▶ _Excerpt provided_

########

These counterfeit vaporizers are now flooding the private practice veterinary market and making fast inroads into research facilities. We have documentation on “remanufactured” vaporizers, in which the “remanufacturing” consisted only of changing the labels, stopping the dial from turning to its former 7% position, and adjusting to give the almost correct isoflurane output. Nothing inside the vaporizers (cloth wicks, temperature compensating device, rotor valve, all the seals and gaskets) had been changed. To use such a vaporizer in a human hospital is just cause for the hospital’s surgery unit to be shut down.

* The only time that fact does not hold true is when a halothane vaporizer is dedicated to isoflurane or visa versa. The vapor pressure of halothane is 243mm Hg. The vapor pressure of isoflurane is 240mm Hg. This was a peer-reviewed, published article (Steffey EP, Woliner MJ, Howland D. Accuracy of isoflurane delivery by halothane-specific vaporizers. Am J Vet Res. 1983Jun;44(6):1072-8.) establishing the safety and accuracy of halothane vaporizers dedicated to isoflurane use. No study has ever been published or even submitted for review to espouse the use of isoflurane in enflurane vaporizers.

“Minimal” Waste Gas Exposure

Here’s the scam: Most anesthesia equipment vendors choose to deal with the compliance critical waste gas pollution issue by ignoring it. Your EH&S Department will not ignore it, nor will AAALAC’s site inspection team, nor will OSHA inspectors. In the United States we must comply with OSHA recommendations regarding anesthetic waste gas exposure.

Watch out for these:

Instructions to pre-charge the chamber with anesthetic gas, open the lid and place the animal inside. Agent saturated gas is going to be pushed out of the cage and into the room. OSHA’s Permissible Exposure Limits (PELs) will be immediately exceeded.

Induction chambers without positive pressure seals or sealed with weather stripping. Independent facilities testing has found the atmosphere around these chambers to be excessively out of compliance. Ask for test results proving they don’t leak or ask to do a test yourself, with the caveat that you can return the system if it fails.

########

▶ _Entries supplied_
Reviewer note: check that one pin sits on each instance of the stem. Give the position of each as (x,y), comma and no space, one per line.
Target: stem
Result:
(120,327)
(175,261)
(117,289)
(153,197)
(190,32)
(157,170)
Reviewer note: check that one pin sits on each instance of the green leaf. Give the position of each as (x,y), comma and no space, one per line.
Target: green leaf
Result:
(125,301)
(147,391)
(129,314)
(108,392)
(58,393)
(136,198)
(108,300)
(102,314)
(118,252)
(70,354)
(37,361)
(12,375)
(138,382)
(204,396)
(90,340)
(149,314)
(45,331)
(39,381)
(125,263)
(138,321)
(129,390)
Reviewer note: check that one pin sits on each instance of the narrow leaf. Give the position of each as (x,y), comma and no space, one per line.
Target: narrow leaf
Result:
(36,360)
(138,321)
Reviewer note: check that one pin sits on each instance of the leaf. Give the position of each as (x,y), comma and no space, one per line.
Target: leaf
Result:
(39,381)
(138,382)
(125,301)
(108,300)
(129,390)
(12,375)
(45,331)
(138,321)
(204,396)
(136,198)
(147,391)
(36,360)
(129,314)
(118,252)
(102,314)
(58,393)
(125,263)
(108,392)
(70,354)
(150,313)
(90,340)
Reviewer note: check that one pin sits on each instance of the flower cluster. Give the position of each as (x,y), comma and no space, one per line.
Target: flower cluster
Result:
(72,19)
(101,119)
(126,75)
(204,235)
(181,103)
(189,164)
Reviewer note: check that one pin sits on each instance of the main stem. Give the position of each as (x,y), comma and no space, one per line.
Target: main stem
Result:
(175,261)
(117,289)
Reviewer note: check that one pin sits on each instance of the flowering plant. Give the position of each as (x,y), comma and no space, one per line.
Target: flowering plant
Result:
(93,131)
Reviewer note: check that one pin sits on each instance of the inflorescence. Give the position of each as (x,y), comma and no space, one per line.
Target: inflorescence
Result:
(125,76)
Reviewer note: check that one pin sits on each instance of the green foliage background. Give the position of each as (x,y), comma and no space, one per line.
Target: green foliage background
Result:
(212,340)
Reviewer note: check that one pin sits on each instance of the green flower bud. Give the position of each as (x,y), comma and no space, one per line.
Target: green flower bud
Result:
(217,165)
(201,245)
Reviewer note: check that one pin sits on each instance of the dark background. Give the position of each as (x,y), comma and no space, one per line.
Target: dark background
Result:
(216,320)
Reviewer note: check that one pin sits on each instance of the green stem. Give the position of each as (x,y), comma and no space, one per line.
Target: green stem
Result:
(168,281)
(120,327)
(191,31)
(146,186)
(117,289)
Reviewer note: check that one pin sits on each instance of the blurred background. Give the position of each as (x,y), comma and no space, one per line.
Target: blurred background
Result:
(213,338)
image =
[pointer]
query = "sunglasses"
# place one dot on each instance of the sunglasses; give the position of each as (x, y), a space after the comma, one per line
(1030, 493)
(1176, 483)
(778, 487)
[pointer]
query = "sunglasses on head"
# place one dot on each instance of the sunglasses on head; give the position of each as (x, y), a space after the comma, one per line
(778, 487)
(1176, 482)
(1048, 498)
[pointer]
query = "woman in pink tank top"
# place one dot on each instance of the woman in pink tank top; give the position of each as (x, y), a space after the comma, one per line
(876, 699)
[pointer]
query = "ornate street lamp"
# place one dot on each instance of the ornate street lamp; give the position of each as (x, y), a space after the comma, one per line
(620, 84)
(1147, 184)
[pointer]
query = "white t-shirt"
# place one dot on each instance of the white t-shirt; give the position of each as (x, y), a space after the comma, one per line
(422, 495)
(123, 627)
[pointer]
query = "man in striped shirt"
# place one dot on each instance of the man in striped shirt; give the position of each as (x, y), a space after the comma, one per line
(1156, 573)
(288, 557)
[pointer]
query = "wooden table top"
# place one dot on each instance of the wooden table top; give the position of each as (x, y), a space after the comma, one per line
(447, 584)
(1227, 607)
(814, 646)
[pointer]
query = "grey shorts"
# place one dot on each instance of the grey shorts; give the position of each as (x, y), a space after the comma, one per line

########

▶ _Task list_
a) Translate this sentence from the excerpt on anesthesia equipment into Spanish: "Nothing inside the vaporizers (cloth wicks, temperature compensating device, rotor valve, all the seals and gaskets) had been changed."
b) Answer these questions from the excerpt on anesthesia equipment:
(i) What vapor pressure does it give for halothane?
(ii) In the United States, whose recommendations on anesthetic waste gas exposure must be followed?
(iii) According to the documentation on "remanufactured" vaporizers, to what position was the dial stopped from turning?
c) Write a continuation of the excerpt on anesthesia equipment, starting after its last sentence.

▶ _Outputs by task_
a) No se había cambiado nada en el interior de los vaporizadores (mechas de tela, dispositivo de compensación de temperatura, válvula de rotor, todos los sellos y juntas).

b)
(i) 243mm Hg
(ii) OSHA's
(iii) Its former 7% position

c)
Multiple animal manifolds. The nosecones may not leak, ask about the manifold itself.

Nosecones with valves that are activated only when the animal breathes thus no saturated gas is released from the line except into the animal’s lungs. Engineers have a difficult time envisioning a negative pressure activated valve so sensitive that it is opened by the strength of a mouse’s inhaled breath, while at the same time unaffected by the stream of air moving past the other side of the valve at a rate of 500ml per minute, and is so tiny it fits in a ¼” ID tube.

Vaporizer Service Switches

Here’s the scam: Service Company X services your vaporizer. They send you a “remanufactured” vaporizer in exchange permanently for your vaporizer. They sell your isoflurane vaporizer to someone else. They get paid for service and paid for the vaporizer sale, less the minimal amount they spent buying or “remanufacturing” the vaporizer they sent to you.

Even when there is no intent to scam and all vaporizers are actually serviced by reputable (insured) service companies, the benefits of an exchange program are solely to the service company. Only one trip to each facility is required. There is no need to go (or ship vaporizers) twice. No inventory of “loaner” vaporizers needs to be maintained. Facility C gets Facility B’s freshly serviced vaporizer, Facility B gets Facility A’s and so on. You don’t know what you’re getting, only what you’re giving away.

There are “rebuilt,” “remanufactured,” and true isoflurane vaporizers. They all look the same on the outside. Internal quality has huge variations. Equipment that serves in a life sustaining capacity should be traceable such that age, service history, prior damage, etc. can always be checked. Compliance with traceability, while mandatory with human medical equipment, is not generally followed with veterinary equipment. The belief of all ethical, reputable veterinary anesthesia equipment dealers is that it should be. Traceability is mandated in many larger pharmaceutical and educational facilities so be sure to check your facility equipment protocols before choosing an “exchange” program.